• [Referring expression data]:
★ ★ ★ ★

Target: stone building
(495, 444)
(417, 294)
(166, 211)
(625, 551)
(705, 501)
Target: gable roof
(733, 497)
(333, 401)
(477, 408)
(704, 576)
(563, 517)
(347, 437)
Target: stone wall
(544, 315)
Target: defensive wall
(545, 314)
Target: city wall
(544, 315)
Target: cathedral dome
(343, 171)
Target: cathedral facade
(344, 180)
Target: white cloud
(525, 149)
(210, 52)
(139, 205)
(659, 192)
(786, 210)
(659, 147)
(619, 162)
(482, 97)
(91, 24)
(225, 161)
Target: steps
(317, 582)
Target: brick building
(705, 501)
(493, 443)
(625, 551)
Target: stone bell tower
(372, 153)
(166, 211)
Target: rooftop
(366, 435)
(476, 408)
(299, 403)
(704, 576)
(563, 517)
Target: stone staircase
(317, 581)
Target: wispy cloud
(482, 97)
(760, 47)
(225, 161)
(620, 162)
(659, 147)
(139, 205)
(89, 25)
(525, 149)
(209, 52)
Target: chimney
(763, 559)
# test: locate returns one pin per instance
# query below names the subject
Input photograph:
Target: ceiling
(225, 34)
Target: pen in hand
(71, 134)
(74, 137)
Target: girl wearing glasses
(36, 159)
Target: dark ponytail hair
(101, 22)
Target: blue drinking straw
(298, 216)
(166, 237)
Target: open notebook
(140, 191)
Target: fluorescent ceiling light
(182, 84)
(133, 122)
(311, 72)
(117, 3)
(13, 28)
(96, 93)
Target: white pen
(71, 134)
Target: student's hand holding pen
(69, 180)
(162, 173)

★ ★ ★ ★

• [THE TASK]: Restating every entry above word for word is the whole task.

• [RESPONSE]:
Target: stone building
(495, 444)
(417, 294)
(166, 211)
(625, 551)
(705, 501)
Target: gable roof
(733, 497)
(333, 401)
(477, 408)
(704, 576)
(563, 517)
(347, 437)
Target: stone wall
(544, 315)
Target: defensive wall
(545, 314)
Target: city wall
(544, 315)
Target: cathedral dome
(343, 171)
Target: cathedral facade
(344, 180)
Target: white cloud
(525, 149)
(210, 52)
(139, 205)
(659, 192)
(786, 210)
(659, 147)
(619, 162)
(482, 97)
(91, 24)
(225, 161)
Target: steps
(317, 582)
Target: brick building
(705, 501)
(493, 443)
(625, 551)
Target: stone bell tower
(372, 153)
(166, 211)
Target: rooftop
(366, 435)
(476, 408)
(299, 403)
(704, 576)
(563, 517)
Target: stone staircase
(317, 581)
Target: wispy cloud
(482, 97)
(760, 47)
(225, 161)
(620, 162)
(659, 147)
(139, 205)
(89, 25)
(525, 149)
(209, 52)
Target: chimney
(763, 559)
# test: locate returns one pin per instance
# query below names the subject
Input photograph:
Target: ceiling
(225, 34)
Target: pen in hand
(71, 134)
(74, 137)
Target: girl wearing glasses
(36, 159)
Target: dark ponytail hair
(101, 22)
Target: blue drinking straw
(298, 216)
(166, 237)
Target: open notebook
(140, 191)
Target: fluorescent ceiling light
(182, 84)
(133, 122)
(311, 72)
(117, 3)
(13, 28)
(96, 93)
Target: white pen
(71, 134)
Target: student's hand holding pen
(69, 180)
(162, 173)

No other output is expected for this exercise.